◆ DOCUMENT EXCERPT:
Top NYC Vets Reveal the Season’s Most Common Ailments & the Secrets to Keeping Pets Safe This Summer
Common Summertime Hazards Pet Parents Should Watch Out For Include:
Independence Day Fears – With the loud booming and cracking of fireworks, flashing lights and the sounds of cheering people, the Fourth of July often causes confusion and fear in our household pets. “People don't realize pets’, especially dogs’ hearing is much more sensitive than our own. Additionally, pets don't understand where noises like these are coming from, and naturally, that can cause a great deal of anxiety in companion animals,” explains veterinarian Mike Farber of West Chelsea Veterinary.
"We do have a number of patients whose owners know their pets will have a problem coping with the noise and action of the holiday. As long as a pet has a healthy check-up, we’ll go ahead and prescribe a mild sedative to make the night easier for them,” says veterinarian Jennifer B. Berg of West Chelsea Veterinary.
Keep Them Hydrated – New Yorkers know ‘The City’ gets scorching hot in the summer. Pets, just like people, need to drink lots of water in order to stay cool and comfortable. "Hydration is very important for all mammals, so pets, like their owners, should have lots of water available to them at all times. This is especially true for shorter-nosed breed dogs such as bulldogs, older pets, and pets with chronic health issues," says Dr. Berg.

◆ BRIEF: Reproduce word for word the passage of the summer pet safety article starting at "Keep Them Hydrated" and ending at "says Dr. Berg.". The entries come from a different source than the summer pet safety article.

Data entries:

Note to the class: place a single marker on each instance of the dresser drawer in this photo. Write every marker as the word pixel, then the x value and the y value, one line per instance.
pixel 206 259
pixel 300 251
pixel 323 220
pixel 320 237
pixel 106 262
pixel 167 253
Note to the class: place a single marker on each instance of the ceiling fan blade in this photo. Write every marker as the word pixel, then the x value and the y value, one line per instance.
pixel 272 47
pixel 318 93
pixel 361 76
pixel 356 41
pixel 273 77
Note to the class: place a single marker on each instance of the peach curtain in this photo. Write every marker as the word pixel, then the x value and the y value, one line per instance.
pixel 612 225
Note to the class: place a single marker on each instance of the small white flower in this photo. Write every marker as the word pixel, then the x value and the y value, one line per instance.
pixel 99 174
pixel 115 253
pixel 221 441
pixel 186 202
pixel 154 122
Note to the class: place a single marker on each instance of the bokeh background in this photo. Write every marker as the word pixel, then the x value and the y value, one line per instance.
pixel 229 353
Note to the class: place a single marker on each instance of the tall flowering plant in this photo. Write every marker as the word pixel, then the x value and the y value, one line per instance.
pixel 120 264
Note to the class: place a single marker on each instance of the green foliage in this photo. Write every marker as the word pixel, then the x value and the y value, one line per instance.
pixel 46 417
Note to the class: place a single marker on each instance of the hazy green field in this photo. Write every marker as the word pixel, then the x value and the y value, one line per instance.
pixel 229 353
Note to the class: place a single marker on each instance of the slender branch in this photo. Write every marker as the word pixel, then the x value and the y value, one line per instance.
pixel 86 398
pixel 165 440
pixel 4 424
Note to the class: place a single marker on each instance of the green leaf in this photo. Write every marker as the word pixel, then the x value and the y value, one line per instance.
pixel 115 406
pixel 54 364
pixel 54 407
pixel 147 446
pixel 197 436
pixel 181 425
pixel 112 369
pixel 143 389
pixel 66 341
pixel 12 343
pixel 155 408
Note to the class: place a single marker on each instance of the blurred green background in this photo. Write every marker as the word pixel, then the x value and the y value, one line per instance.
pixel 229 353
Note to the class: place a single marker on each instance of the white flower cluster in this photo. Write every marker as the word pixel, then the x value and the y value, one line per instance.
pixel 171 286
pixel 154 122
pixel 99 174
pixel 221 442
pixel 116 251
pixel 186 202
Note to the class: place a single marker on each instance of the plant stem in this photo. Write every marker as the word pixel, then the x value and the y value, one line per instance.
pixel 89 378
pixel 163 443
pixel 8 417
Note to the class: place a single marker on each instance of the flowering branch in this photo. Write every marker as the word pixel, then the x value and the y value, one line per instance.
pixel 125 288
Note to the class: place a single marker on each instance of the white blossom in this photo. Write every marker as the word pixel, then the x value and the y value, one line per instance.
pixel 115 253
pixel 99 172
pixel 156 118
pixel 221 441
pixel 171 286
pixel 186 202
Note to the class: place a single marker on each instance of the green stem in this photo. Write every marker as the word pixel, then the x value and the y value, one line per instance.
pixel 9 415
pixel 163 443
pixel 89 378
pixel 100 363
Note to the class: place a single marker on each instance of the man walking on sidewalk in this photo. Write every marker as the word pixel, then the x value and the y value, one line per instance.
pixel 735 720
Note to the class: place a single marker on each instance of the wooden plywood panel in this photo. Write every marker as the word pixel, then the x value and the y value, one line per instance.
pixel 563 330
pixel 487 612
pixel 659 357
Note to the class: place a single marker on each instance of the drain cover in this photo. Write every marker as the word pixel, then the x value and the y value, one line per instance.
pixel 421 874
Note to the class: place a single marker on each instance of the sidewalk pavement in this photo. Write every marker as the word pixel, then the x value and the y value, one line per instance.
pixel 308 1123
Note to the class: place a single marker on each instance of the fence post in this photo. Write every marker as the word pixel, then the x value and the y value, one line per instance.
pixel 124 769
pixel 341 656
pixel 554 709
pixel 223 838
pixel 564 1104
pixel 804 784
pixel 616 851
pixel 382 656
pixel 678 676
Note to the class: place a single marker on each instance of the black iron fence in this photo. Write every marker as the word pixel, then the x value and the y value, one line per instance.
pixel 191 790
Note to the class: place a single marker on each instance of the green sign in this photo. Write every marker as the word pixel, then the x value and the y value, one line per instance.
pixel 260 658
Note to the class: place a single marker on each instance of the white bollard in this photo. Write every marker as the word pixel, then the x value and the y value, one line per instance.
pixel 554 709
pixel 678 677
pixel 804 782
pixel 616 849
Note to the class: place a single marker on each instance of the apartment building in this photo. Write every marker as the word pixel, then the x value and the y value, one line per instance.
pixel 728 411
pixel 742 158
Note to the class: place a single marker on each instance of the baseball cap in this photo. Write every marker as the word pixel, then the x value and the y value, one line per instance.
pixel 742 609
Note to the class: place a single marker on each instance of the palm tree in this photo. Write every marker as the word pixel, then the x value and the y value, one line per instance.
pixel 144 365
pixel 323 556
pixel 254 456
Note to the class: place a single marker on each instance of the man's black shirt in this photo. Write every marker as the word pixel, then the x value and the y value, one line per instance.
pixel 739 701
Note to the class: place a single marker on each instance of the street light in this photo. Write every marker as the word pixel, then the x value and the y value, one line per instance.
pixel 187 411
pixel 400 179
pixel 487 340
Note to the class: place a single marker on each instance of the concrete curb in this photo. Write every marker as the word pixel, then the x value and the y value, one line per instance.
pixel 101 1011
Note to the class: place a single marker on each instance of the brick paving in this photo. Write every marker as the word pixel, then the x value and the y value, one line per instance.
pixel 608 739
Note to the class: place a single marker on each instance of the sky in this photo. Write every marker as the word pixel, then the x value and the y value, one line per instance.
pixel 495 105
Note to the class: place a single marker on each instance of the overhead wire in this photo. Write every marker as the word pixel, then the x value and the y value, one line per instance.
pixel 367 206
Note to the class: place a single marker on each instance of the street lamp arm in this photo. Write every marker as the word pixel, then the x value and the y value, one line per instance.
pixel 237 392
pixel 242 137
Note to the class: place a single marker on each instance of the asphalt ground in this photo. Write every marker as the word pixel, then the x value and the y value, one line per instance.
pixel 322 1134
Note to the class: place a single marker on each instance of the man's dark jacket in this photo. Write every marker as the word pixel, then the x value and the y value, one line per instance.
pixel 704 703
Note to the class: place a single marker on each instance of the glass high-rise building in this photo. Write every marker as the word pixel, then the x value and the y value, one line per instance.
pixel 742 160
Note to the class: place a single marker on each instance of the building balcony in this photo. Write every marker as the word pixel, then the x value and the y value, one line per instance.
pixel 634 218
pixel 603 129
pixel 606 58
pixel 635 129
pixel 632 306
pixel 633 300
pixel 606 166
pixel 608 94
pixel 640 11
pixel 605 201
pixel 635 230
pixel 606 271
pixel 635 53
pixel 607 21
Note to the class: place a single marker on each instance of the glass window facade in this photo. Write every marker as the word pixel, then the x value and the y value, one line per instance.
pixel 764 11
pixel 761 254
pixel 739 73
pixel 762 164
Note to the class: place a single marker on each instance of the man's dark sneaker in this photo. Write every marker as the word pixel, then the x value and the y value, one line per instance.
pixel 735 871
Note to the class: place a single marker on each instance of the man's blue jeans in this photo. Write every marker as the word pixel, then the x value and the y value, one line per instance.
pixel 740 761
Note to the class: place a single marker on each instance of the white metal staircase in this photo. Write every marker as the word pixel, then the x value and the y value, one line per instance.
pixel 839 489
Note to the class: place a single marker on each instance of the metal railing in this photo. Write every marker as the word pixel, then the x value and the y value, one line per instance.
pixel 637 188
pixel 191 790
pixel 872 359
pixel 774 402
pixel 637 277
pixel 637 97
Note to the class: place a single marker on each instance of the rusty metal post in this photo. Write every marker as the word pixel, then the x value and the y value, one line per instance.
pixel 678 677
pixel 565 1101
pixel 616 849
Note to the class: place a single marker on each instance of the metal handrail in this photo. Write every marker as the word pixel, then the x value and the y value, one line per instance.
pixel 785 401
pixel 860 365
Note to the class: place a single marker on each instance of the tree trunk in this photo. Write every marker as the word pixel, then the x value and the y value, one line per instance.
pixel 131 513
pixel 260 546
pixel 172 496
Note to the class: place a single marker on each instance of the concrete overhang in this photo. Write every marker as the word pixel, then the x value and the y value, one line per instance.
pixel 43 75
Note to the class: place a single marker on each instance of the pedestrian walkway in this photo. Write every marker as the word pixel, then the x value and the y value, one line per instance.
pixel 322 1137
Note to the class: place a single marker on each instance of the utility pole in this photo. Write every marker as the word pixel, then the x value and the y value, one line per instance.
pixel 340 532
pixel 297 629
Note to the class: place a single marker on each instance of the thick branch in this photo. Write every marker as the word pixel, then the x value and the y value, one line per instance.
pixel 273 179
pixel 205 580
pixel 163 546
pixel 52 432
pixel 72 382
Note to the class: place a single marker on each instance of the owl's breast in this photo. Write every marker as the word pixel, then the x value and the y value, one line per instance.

◆ COMPLETED TASK:
Keep Them Hydrated – New Yorkers know ‘The City’ gets scorching hot in the summer. Pets, just like people, need to drink lots of water in order to stay cool and comfortable. "Hydration is very important for all mammals, so pets, like their owners, should have lots of water available to them at all times. This is especially true for shorter-nosed breed dogs such as bulldogs, older pets, and pets with chronic health issues," says Dr. Berg.